■ **TASK**:
Write out each record again exactly as it stands.

■ **THE RECORDS**:
++++++++

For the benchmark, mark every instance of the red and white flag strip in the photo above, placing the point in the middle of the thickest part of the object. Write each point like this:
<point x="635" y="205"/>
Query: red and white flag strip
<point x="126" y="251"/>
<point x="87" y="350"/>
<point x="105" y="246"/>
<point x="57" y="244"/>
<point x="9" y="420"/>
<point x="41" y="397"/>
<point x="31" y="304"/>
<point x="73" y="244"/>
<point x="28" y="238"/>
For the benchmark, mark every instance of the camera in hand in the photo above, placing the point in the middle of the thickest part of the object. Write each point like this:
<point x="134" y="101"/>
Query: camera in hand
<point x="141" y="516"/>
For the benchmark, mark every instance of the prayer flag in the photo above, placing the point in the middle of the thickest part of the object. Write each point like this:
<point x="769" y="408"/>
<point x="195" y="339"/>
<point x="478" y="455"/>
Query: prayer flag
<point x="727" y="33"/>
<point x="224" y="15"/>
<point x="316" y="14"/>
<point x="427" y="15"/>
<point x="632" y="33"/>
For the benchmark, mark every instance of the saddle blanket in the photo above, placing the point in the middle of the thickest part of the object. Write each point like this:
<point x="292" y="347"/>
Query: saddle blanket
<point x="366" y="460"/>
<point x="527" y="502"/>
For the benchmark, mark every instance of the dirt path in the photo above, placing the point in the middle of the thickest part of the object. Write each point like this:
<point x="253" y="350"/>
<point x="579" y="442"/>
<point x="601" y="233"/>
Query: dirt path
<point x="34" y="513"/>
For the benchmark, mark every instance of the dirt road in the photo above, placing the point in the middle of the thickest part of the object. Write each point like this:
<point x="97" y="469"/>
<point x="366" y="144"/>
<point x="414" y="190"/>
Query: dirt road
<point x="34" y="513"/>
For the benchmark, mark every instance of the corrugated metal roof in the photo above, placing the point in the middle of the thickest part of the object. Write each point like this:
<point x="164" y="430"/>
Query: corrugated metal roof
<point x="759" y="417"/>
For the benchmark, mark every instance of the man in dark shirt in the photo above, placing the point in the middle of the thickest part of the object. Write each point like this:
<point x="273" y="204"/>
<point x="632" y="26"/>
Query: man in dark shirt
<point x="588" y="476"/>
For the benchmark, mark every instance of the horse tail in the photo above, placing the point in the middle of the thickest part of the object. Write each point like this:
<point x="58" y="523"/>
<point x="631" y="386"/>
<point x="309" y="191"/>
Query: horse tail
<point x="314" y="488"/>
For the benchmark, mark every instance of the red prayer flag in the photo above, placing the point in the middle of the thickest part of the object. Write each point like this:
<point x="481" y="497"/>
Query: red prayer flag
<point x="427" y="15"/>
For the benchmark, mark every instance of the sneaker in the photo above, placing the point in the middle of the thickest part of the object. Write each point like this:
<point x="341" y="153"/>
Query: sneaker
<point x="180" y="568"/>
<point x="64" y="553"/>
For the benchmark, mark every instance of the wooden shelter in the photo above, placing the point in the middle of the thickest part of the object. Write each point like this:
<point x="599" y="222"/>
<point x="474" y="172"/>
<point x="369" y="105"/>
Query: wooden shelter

++++++++

■ **RESULT**:
For the benchmark, mark every instance of the red and white flag strip in the photo above, placing the point in the middle of the thickest part of the object. Write each point like this:
<point x="635" y="205"/>
Query: red and white flag strip
<point x="126" y="251"/>
<point x="87" y="350"/>
<point x="105" y="246"/>
<point x="57" y="244"/>
<point x="9" y="420"/>
<point x="41" y="397"/>
<point x="31" y="304"/>
<point x="73" y="244"/>
<point x="28" y="238"/>
For the benchmark, mark every instance of the camera in hand in the photo above, placing the point in the middle of the thickest part of the object. Write each point like this:
<point x="134" y="101"/>
Query: camera in hand
<point x="141" y="516"/>
For the benchmark, mark every instance of the prayer flag in the photo above, placing the point in the middle of the thickest part of the object. Write each point like this:
<point x="769" y="408"/>
<point x="195" y="339"/>
<point x="478" y="455"/>
Query: prayer flag
<point x="727" y="33"/>
<point x="224" y="15"/>
<point x="316" y="14"/>
<point x="427" y="15"/>
<point x="632" y="33"/>
For the benchmark, mark every instance of the saddle blanket in the photo above, placing the point in the middle of the thickest part of the object. Write each point like this:
<point x="292" y="347"/>
Query: saddle blanket
<point x="366" y="460"/>
<point x="527" y="502"/>
For the benchmark, mark every instance of the dirt path in the photo above, placing the point in the middle of the thickest part of the object. Write each point like this:
<point x="253" y="350"/>
<point x="579" y="442"/>
<point x="601" y="233"/>
Query: dirt path
<point x="34" y="513"/>
For the benchmark, mark every instance of the dirt road in the photo above, placing the point in the middle of the thickest part of the object. Write each point like this:
<point x="97" y="469"/>
<point x="366" y="144"/>
<point x="414" y="190"/>
Query: dirt road
<point x="34" y="513"/>
For the benchmark, mark every instance of the corrugated metal roof in the photo above, placing the point in the middle of the thickest part of the object. Write each point like this:
<point x="164" y="430"/>
Query: corrugated metal roof
<point x="759" y="417"/>
For the benchmark, mark every instance of the man in dark shirt in the photo above, placing the point in the middle of the thickest part of the object. Write each point like this:
<point x="273" y="204"/>
<point x="632" y="26"/>
Query: man in dark shirt
<point x="588" y="476"/>
For the benchmark, mark every instance of the horse tail in the photo above, placing the point in the middle of the thickest part of the object. Write each point like this:
<point x="58" y="523"/>
<point x="631" y="386"/>
<point x="309" y="191"/>
Query: horse tail
<point x="314" y="488"/>
For the benchmark, mark every instance of the red prayer flag in the photo above, placing the point in the middle of the thickest part of the object. Write each point like this:
<point x="481" y="497"/>
Query: red prayer flag
<point x="427" y="15"/>
For the benchmark, mark every instance of the sneaker in the photo above, placing the point in the middle of the thickest part of the object. Write each point like this:
<point x="341" y="153"/>
Query: sneaker
<point x="180" y="568"/>
<point x="64" y="553"/>
For the benchmark, mark every instance of the wooden shelter in the photo above, placing the point in the middle of the thickest part of the object. Write each point like this:
<point x="599" y="222"/>
<point x="474" y="172"/>
<point x="369" y="105"/>
Query: wooden shelter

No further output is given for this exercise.